Document passage below:

What Is Influenza A

There are three Influenza viruses that infect humans which include influenza A, influenza B, and influenza C. However, the influenza A virus is more commonly seen. The influenza A virus has been attributed to cause serious epidemics and pandemics.

The influenza A virus infects a wide array of species including pigs, horses, birds, humans, and other animals. Although there are many similarities between these influenza A viruses, they are by no means the same. Each influenza A virus is genetically tailored to infect that species.

Influenza is a respiratory infection caused by an influenza virus. Many refer to influenza as the “flu”. The influenza virus may cause mild or severe illness which can lead to death.

The influenza virus In the U.S. is estimated annually to:

  • Infect 5-20% of the population
  • Account for 200,000 hospitalizations
  • Account for 36,000 deaths

What is Influenza?

Influenza is a respiratory tract infection involving the upper airways and lungs. Influenza is highly contagious, transmitted by saliva and airborne droplets expelled by coughing, and sneezing. The incubation period is very short, ranging from one to three days.

Common symptoms of influenza include:

  • Fever
  • Chills
  • Muscle aches and pains
  • Dry cough
  • Nasal congestion
  • Sore throat
  • Headache
  • Malaise
  • Fatigue
  • Sneezing
  • Sweating
  • Irritated eyes
  • Runny or stuffy nose

Other symptoms that are more common in children than adults include:

  • Nausea
  • Vomiting
  • Diarrhea

Many individuals may experience complications from the flu. Complications that can occur include:

  • Dehydration
  • Bacterial pneumonia
  • Worsening of chronic medical conditions

Children may experience the above complications along with the following:

  • Sinus problems
  • Ear infections

The influenza virus is spread from human to human when infected droplets are expelled by sneezing or coughing. Individuals may also become infected by touching a contaminated surface or object then their nose or mouth. Healthy adults may infect others one day prior to the development of symptoms up to five days after the onset of symptoms.

End of Document passage.

Reproduce word for word the passage of the influenza A text from "Children may experience" up to and including "onset of symptoms.".

Extracted information below:

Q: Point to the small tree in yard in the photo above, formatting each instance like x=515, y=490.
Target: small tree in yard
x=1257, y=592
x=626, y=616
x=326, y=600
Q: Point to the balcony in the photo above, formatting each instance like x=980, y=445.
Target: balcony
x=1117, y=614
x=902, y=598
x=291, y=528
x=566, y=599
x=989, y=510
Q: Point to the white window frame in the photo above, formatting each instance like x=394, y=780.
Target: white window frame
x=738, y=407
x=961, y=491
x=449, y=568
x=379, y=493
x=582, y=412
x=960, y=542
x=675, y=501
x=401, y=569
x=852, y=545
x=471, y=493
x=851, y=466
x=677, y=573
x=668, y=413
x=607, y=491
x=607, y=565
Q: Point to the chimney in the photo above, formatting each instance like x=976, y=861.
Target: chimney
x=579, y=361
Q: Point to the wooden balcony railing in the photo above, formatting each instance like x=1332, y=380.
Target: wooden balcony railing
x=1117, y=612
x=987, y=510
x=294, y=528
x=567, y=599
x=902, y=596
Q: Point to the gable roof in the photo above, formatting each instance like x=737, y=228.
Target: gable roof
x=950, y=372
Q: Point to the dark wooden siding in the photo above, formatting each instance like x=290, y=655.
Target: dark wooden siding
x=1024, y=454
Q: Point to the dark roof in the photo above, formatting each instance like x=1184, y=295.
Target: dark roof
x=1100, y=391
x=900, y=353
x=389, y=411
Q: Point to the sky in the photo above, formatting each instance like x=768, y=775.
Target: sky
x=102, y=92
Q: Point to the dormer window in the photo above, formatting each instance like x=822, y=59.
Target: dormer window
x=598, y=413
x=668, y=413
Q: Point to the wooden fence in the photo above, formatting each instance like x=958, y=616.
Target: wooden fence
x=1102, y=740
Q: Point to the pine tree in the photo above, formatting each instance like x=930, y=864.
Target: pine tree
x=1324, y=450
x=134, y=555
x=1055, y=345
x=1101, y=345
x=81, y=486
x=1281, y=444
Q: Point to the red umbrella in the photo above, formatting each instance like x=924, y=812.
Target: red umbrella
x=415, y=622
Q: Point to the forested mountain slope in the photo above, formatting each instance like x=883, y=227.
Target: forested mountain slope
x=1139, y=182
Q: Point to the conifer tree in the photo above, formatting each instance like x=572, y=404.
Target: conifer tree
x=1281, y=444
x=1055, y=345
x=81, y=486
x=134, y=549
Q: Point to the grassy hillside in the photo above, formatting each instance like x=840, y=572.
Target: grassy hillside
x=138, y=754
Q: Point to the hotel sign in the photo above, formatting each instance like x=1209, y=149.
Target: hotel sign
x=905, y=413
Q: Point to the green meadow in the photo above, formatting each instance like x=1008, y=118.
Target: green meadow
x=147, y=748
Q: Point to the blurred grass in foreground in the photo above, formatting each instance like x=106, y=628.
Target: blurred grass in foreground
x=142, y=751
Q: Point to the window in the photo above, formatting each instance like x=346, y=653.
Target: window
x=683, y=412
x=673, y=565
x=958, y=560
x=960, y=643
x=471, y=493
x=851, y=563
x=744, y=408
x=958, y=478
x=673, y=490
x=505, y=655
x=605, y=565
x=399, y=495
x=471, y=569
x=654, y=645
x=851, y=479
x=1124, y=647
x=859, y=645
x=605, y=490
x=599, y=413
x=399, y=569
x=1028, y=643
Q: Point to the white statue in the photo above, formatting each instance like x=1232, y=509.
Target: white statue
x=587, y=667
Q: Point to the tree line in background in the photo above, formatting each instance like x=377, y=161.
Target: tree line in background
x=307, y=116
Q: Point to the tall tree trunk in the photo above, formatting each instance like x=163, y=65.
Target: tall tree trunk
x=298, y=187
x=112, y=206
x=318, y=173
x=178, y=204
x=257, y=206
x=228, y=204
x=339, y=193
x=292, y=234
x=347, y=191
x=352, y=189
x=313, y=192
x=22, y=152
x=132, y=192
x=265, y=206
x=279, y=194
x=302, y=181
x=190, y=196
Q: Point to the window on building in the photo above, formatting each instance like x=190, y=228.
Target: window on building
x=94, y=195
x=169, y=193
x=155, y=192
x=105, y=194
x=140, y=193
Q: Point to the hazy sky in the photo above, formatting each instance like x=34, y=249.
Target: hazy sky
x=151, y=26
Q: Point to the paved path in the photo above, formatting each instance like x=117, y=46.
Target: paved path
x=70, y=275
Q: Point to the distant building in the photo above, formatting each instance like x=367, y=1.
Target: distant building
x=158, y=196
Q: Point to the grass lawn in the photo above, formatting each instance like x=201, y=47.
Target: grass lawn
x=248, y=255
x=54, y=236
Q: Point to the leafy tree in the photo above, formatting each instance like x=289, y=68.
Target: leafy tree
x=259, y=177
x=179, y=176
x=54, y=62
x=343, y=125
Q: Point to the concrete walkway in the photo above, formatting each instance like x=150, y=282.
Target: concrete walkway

End of Extracted information.

-- Output for this task --
Children may experience the above complications along with the following:

  • Sinus problems
  • Ear infections

The influenza virus is spread from human to human when infected droplets are expelled by sneezing or coughing. Individuals may also become infected by touching a contaminated surface or object then their nose or mouth. Healthy adults may infect others one day prior to the development of symptoms up to five days after the onset of symptoms.